++++ Text segment ++++
Suge Knight's Assets Frozen In Divorce Dispute

Death Row head was previously ordered to pay wife of former associate $107 million.

What's worse than getting shot in the leg? Well, not much. But if you're Marion "Suge" Knight, having your finances put on ice isn't a lot better.

According to The Associated Press, a California judge added Knight's name as an "interested party" to the divorce of Lydia and Michael Harris on August 29 — a move that placed a block on Suge's accounts.

The decision followed just over 24 hours after a bone in Knight's leg was shattered by a bullet fired by an unknown gunman during a party honoring Kanye West at Miami's Shore Club (see "Suge Knight Recovering After Being Shot At Kanye West Party In Miami"). The Death Row Records head has since been released from the hospital.
++++ Listed records ++++
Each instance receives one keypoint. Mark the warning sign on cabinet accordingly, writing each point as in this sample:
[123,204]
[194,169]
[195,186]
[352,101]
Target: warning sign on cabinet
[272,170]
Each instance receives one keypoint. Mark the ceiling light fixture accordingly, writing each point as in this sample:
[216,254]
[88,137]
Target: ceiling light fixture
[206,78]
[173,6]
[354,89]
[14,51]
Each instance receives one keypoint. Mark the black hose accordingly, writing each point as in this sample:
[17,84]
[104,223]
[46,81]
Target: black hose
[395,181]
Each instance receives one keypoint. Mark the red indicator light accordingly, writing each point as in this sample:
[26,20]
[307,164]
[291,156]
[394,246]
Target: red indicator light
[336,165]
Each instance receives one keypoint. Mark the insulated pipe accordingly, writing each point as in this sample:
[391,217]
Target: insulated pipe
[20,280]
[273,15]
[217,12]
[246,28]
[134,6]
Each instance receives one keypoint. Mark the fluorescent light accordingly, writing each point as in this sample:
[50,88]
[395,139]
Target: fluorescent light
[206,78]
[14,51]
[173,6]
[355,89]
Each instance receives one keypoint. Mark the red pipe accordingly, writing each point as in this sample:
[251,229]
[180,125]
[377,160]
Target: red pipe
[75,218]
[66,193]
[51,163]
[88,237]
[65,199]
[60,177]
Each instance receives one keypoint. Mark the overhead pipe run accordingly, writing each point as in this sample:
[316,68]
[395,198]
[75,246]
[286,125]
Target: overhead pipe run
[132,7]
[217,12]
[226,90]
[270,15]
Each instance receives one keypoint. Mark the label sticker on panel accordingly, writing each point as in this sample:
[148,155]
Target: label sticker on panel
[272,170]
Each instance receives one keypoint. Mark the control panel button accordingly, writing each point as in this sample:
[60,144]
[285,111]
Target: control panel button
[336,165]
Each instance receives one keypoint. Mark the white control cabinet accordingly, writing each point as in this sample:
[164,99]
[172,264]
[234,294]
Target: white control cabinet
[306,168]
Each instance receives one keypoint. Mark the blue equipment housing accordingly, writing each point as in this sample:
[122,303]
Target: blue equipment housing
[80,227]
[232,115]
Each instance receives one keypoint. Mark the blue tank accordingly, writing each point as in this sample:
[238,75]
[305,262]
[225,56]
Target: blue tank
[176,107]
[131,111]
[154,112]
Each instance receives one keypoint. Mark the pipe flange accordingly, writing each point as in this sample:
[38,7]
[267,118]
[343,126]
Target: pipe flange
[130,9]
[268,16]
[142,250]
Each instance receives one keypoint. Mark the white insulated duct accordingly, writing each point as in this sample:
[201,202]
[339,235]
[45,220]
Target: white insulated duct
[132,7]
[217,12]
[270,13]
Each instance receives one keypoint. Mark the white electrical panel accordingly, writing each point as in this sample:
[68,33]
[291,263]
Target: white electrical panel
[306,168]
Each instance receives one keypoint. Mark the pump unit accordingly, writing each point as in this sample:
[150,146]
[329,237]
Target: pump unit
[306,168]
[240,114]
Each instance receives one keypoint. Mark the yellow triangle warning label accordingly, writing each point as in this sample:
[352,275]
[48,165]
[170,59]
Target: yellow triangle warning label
++++
Work to complete ->
1. Transcribe the part of the Suge Knight article that opens with the words containing "What's worse than" and closes with "from the hospital.".
2. According to the Suge Knight article, where was the party honoring Kanye West held?
3. Continue the Suge Knight article from where it stops.
The listing has nothing to do with the Suge Knight article.

Responses in order ->
1.
What's worse than getting shot in the leg? Well, not much. But if you're Marion "Suge" Knight, having your finances put on ice isn't a lot better.

According to The Associated Press, a California judge added Knight's name as an "interested party" to the divorce of Lydia and Michael Harris on August 29 — a move that placed a block on Suge's accounts.

The decision followed just over 24 hours after a bone in Knight's leg was shattered by a bullet fired by an unknown gunman during a party honoring Kanye West at Miami's Shore Club (see "Suge Knight Recovering After Being Shot At Kanye West Party In Miami"). The Death Row Records head has since been released from the hospital.

2. At Miami's Shore Club.

3.
Monterey County Superior Court Judge Adrienne M. Grover made the ruling to tie Knight to the Harris divorce just six months after Lydia Harris was awarded $107 million in damages by a different judge. That earlier decision brought an end to civil proceedings Harris filed against Knight back in 2002 (see "Suge Ordered To Pay $107 Million To Ex-Death Row Partner"). Lydia Harris sued Knight for unpaid royalties and profits, claiming she was entitled to a 50 percent stake in Death Row Records; Suge had inked a partnership deal with her husband, Michael, during the rap label's infancy.

But Michael Harris, a convicted drug dealer serving a 28-year term at San Quentin State Prison, claims he's entitled to half of his wife's $107 million judgment. According to the wire service, Michael Harris filed for divorce in June when he learned his wife was engaged in settlement negotiations with Suge.

"She was trying to settle separately and cut him off the $107 million award," said Michael Harris' attorney, Steven Goldberg. Goldberg explained that by filing divorce papers, his client hoped to impede settlement talks. Adding Knight's name to the divorce action bars the rap mogul from "disposing or transferring his assets away," the attorney told the AP.